## [Tâche courte A]
Répondez à ces questions à partir de l'extrait du texte ci-dessous :
(i) Dans quel écrit le texte dit-il avoir déjà affirmé qu'en Dieu il n'est ni échec ni réussite ?
(ii) Selon la section « Trinité et Résurrection », en combien de personnes le verbe se conjugue-t-il, et lesquelles ?
(iii) Qu'aime celui qui est en Dieu ?
==== Extrait du texte ====
Y être

 

Échec et réussite sont des concepts humains, des concepts d’humains limités. Vouloir réussir, voilà ce qui conduit à l’échec. L’échec n’existe que dans la perspective de la réussite. Je l’ai déjà dit dans Voyage mais il faut le répéter, en Dieu il n’est ni échec ni réussite. Dieu crée et procède, et ce « procès » est tout à la fois jugement, application du jugement, et renouvellement de la création.

Qui est en Dieu ne connaît pas l’échec. Qui est en Dieu avance, sûr du but, quel que soit le chemin qu’il faut suivre. Qui est en Dieu aime le chemin, qui est lui-même Dieu en train d’être.

Ayez confiance, ayez foi, ne cherchez pas à maîtriser ce qui ne peut être maîtrisé, ne cherchez pas à contester ceci ou cela de ce qui ne peut être contesté, ne faites pas tout cela qui ne fait que vous retarder ou vous faire tomber sur les bas-côtés, soyez soumis à la Voie, tout à la fois en vous y laissant porter et en suivant son mouvement. Alors vous Y serez.

 

Trinité et Résurrection

 

Au commencement était le Verbe (Jn 1,1). Or le verbe se conjugue en trois personnes : je, tu, il. Trois personnes distinctes pour un seul verbe. La conjugaison est conjugale, elle fait signe d’amour et d’union ou de mouvement vers l’union. Sans amour, pas de reconnaissance de l’autre, donc pas de tu ni de il, et même pas de je, car je n’est que pour parler à l’autre. Je n’est que par le verbe, qui demande un sujet.

Dire je, vivre je, c’est reconnaître tu et il. Je, la première personne, comprend le tu et le il, à tous les sens de comprendre. S’il y a un père, c’est qu’il y a un fils. (Bien sûr toutes les personnes peuvent être soit masculines, soit féminines). S’il y a un fils, c’est qu’il y a un père. (Si je suis mère, c’est parce que j’ai un fils ou une fille, mais c’est aussi parce que je suis fille). S’il y a un je et un tu, ce tu est aussi un je, et nécessairement pour moi un il, de même que si je suis un tu pour un autre je, je suis aussi nécessairement pour lui un il. S’il y a un rapport, il y a nécessairement une distance. S’il y a un je et un il, ce il est appelé à devenir un tu. S’il y a une distance, elle est un appel au rapport, par cela même elle est déjà rapport, quoique encore inaccompli.
==== Lignes d'entrée ====
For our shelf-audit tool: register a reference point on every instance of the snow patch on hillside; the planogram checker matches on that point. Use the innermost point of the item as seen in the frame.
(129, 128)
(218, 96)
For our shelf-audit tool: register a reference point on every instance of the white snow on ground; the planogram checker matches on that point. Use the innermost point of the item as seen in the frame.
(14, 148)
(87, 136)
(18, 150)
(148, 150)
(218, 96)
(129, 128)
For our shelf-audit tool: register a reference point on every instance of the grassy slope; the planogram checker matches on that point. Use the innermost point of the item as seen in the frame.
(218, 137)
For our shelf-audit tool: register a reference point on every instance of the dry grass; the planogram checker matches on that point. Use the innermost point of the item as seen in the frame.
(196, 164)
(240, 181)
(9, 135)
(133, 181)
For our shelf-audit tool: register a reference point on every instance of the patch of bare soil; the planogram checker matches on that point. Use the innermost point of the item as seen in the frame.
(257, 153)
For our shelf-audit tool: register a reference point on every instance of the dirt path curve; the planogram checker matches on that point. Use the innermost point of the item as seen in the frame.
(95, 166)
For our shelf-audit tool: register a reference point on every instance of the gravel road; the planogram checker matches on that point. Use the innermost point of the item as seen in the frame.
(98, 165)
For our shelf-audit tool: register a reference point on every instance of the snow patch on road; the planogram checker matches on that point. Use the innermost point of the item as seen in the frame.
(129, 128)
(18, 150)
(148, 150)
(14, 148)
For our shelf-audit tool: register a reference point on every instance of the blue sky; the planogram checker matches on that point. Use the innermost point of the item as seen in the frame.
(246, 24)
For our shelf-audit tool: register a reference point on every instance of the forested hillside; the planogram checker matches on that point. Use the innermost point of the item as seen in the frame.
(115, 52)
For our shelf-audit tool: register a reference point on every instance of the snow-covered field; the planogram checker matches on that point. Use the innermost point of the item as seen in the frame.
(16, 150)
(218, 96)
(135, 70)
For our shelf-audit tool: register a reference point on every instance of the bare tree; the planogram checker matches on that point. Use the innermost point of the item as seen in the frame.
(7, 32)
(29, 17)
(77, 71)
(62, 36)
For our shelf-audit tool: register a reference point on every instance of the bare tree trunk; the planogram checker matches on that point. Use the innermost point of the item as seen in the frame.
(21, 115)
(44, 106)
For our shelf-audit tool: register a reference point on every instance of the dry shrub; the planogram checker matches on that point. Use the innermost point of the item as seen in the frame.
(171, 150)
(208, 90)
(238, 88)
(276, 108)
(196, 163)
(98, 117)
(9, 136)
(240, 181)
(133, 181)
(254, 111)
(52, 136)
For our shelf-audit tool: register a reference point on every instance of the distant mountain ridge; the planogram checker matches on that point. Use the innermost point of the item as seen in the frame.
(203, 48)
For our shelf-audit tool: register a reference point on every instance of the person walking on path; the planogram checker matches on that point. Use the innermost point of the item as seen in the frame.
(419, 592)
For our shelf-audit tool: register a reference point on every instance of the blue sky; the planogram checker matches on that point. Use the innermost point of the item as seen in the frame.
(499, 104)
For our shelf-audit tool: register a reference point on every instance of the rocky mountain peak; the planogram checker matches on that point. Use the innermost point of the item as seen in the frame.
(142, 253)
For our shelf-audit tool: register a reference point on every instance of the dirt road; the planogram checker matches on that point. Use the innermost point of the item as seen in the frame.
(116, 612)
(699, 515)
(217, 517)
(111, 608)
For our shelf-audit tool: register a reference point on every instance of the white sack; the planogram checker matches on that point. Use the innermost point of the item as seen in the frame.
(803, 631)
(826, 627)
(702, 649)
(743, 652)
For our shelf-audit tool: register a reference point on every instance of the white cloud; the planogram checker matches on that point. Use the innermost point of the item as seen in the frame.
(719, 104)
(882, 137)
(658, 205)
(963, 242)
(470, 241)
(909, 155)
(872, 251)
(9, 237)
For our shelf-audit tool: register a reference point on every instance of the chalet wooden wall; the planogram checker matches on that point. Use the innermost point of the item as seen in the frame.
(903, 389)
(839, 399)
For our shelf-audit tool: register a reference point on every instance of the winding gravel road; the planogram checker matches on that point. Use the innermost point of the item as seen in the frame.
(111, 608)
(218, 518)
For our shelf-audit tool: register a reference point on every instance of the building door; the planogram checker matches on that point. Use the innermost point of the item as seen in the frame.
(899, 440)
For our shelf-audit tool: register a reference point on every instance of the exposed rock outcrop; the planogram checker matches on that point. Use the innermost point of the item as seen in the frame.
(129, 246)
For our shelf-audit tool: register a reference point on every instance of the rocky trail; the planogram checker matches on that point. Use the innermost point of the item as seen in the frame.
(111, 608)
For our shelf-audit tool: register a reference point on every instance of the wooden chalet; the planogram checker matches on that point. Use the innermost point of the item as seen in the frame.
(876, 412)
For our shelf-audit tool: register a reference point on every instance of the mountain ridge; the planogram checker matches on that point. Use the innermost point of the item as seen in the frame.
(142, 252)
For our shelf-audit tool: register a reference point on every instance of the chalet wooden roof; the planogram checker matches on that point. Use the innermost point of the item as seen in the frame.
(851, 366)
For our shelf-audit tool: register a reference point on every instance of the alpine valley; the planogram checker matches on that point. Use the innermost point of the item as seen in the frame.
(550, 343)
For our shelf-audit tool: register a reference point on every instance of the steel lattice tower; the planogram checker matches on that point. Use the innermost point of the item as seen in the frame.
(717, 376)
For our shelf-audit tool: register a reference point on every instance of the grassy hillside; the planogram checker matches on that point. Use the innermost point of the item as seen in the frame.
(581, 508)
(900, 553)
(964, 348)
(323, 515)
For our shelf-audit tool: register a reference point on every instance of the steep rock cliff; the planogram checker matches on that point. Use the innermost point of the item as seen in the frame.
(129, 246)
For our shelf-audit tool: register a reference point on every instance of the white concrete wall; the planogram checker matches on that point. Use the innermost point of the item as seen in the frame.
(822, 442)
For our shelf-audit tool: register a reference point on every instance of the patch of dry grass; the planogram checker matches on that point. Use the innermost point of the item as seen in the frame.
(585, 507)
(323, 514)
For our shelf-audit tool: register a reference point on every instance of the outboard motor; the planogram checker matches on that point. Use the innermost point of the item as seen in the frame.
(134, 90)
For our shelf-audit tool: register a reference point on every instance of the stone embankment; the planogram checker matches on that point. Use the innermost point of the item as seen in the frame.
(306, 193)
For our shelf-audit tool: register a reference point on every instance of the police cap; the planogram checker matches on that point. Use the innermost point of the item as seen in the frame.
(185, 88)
====
## [Tâche courte B]
Veuillez réécrire les enregistrements, de la ligne qui contient « patch of dry » jusqu'à la fin, en remplaçant « outboard motor » par « boat engine » sans rien changer d'autre.

## [Résultat attendu A]
(i) Dans Voyage.
(ii) En trois personnes : je, tu, il.
(iii) Le chemin.

## [Résultat attendu B]
For our shelf-audit tool: register a reference point on every instance of the patch of dry grass; the planogram checker matches on that point. Use the innermost point of the item as seen in the frame.
(585, 507)
(323, 514)
For our shelf-audit tool: register a reference point on every instance of the boat engine; the planogram checker matches on that point. Use the innermost point of the item as seen in the frame.
(134, 90)
For our shelf-audit tool: register a reference point on every instance of the stone embankment; the planogram checker matches on that point. Use the innermost point of the item as seen in the frame.
(306, 193)
For our shelf-audit tool: register a reference point on every instance of the police cap; the planogram checker matches on that point. Use the innermost point of the item as seen in the frame.
(185, 88)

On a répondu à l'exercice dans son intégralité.